» **Exercise 1**: According to the Hershey Train article, in what year did Milton Hershey found the model town in southern Pennsylvania?
» **Exercise 2**: Using the reasons stated in the Hershey Train article, explain why Milton Hershey turned his attention to Cuba and why he built an electric railway there.
» **Exercise 3**: Pick up the Hershey Train article after its final sentence and continue it.

» **Supplied text**:
== Segment start ==
Skip to main content

The Hershey Train was created by Milton Hershey, who launched the iconic treat brand. He founded a model town in northern Cuba, and in addition to a huge chocolate factory, built schools, hospitals and affordable housing for his workers and, to get them to work, an electric railway.photos by MATT WHELAN

'No electronica!" she shouted, pointing at a large sign on the wall that read: 'NO ELECTRONICA!'

That's crazy, I thought. "Por que?" I asked.

"No electronica!!" she screamed again, louder.

It was Christmas Eve in Havana, the city was full and I was trying to board a ferry from Habana Vieja to Casablanca. There was a special train waiting on the other side, but the laptop in my backpack was creating a problem. In the meantime, people with cellphones and digital cameras were boarding by the dozen.

"Por que?!" I asked again, wondering how to end this bizarre standoff, when an old man in a limp fedora and a bright red necktie leaned in from a cloud of cigar smoke, like a Cuban genie, and said simply: "It's okay."

And just like that, it was.

I spent the 20-minute crossing trying to think of a way one might sink or sabotage a 50-foot ferry with a laptop computer, or a good reason why one would.

On the other side, nestled in the shade of a dilapidated station, was the Hershey Train.

Milton Hershey grew up in Lancaster, Pa. By the age of 18, he'd set up his first candy shop, by 26 had founded the successful Lancaster Caramel Company and 10 years later launched the Hershey brand whose wrappers adorn so many a festive treat today.

A philanthropist with a passion for community, Hershey had founded the thriving model town of his namesake in southern Pennsylvania in 1903, before turning his attention to Cuba's cheap land and vast swaths of sugar cane. By 1916, another model town of the same name would flourish in the tropical countryside of northern Cuba. In addition to a huge chocolate factory, Hershey built schools, hospitals and affordable housing for his workers and, to get them to work, an electric railway.
== Segment end ==
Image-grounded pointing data
== Segment start ==
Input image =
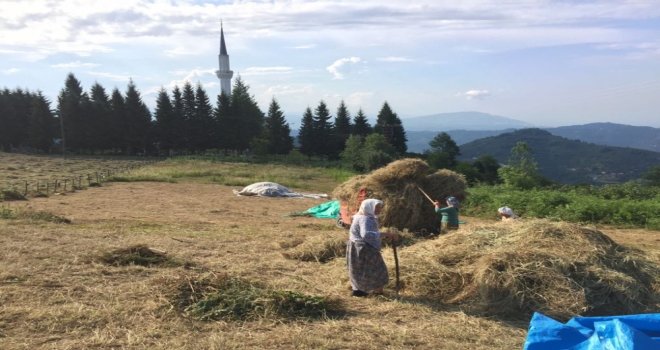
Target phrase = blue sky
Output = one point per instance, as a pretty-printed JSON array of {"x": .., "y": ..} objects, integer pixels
[{"x": 547, "y": 63}]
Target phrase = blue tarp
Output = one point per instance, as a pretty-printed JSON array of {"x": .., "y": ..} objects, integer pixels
[
  {"x": 629, "y": 332},
  {"x": 327, "y": 210}
]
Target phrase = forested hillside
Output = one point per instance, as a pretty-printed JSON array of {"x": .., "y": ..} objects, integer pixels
[{"x": 567, "y": 161}]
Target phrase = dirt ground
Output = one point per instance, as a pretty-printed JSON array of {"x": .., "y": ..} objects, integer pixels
[{"x": 54, "y": 294}]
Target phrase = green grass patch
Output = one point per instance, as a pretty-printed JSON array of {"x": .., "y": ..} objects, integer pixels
[
  {"x": 239, "y": 174},
  {"x": 31, "y": 215},
  {"x": 625, "y": 205},
  {"x": 139, "y": 255},
  {"x": 11, "y": 195},
  {"x": 222, "y": 297}
]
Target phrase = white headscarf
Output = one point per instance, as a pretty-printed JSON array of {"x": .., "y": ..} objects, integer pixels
[
  {"x": 506, "y": 211},
  {"x": 368, "y": 206}
]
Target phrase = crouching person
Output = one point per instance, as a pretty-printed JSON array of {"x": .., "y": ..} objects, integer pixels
[
  {"x": 448, "y": 215},
  {"x": 366, "y": 268}
]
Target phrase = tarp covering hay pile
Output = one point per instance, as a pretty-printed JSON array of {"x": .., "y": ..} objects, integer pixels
[
  {"x": 396, "y": 185},
  {"x": 513, "y": 269}
]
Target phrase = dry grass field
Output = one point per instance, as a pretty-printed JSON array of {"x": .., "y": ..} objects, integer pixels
[
  {"x": 33, "y": 174},
  {"x": 57, "y": 292}
]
== Segment end ==
» **Response area 1**: 1903

» **Response area 2**: Hershey was drawn to Cuba by its cheap land and vast swaths of sugar cane. He built the electric railway to get his workers to work.

» **Response area 3**:
We were due to leave at 9 a.m., but schedules in Cuba are as rigid as a politician's promise, and it wasn't until noon that the old machine groaned into action and crawled away from the station.

From there, it never really broke an idle lope, stopping every half mile or so to pick up people and their possessions, be they at a station or not. Entire Cuban lives embarked and disembarked – men, women and schoolkids, bales of tobacco, furniture sets, fridges and fans, burlap bags of fruit and vegetables, boxes of cigars, auto parts and small animals. There were signs here, too, of a Cuba in transition. Elderly ladies in floral dresses and head scarves sat on benches next to teenagers with cellphones, baseball caps and handgun belt buckles.

It's no secret that the locomotive rarely makes the journey in whole, and sure enough, about a mile short of the factory, its towering triangular roof just visible on a rise in the distance, the train ground to a halt, and wouldn't move again for the day, and possibly the week. But the town is there, all but abandoned today, a lurking legacy of a man interested in much more than the profit of private enterprise – something to consider, perhaps, as you unwrap your Hershey's Kisses this Christmas, in an age in which the holidays seem sometimes to have missed their meaning.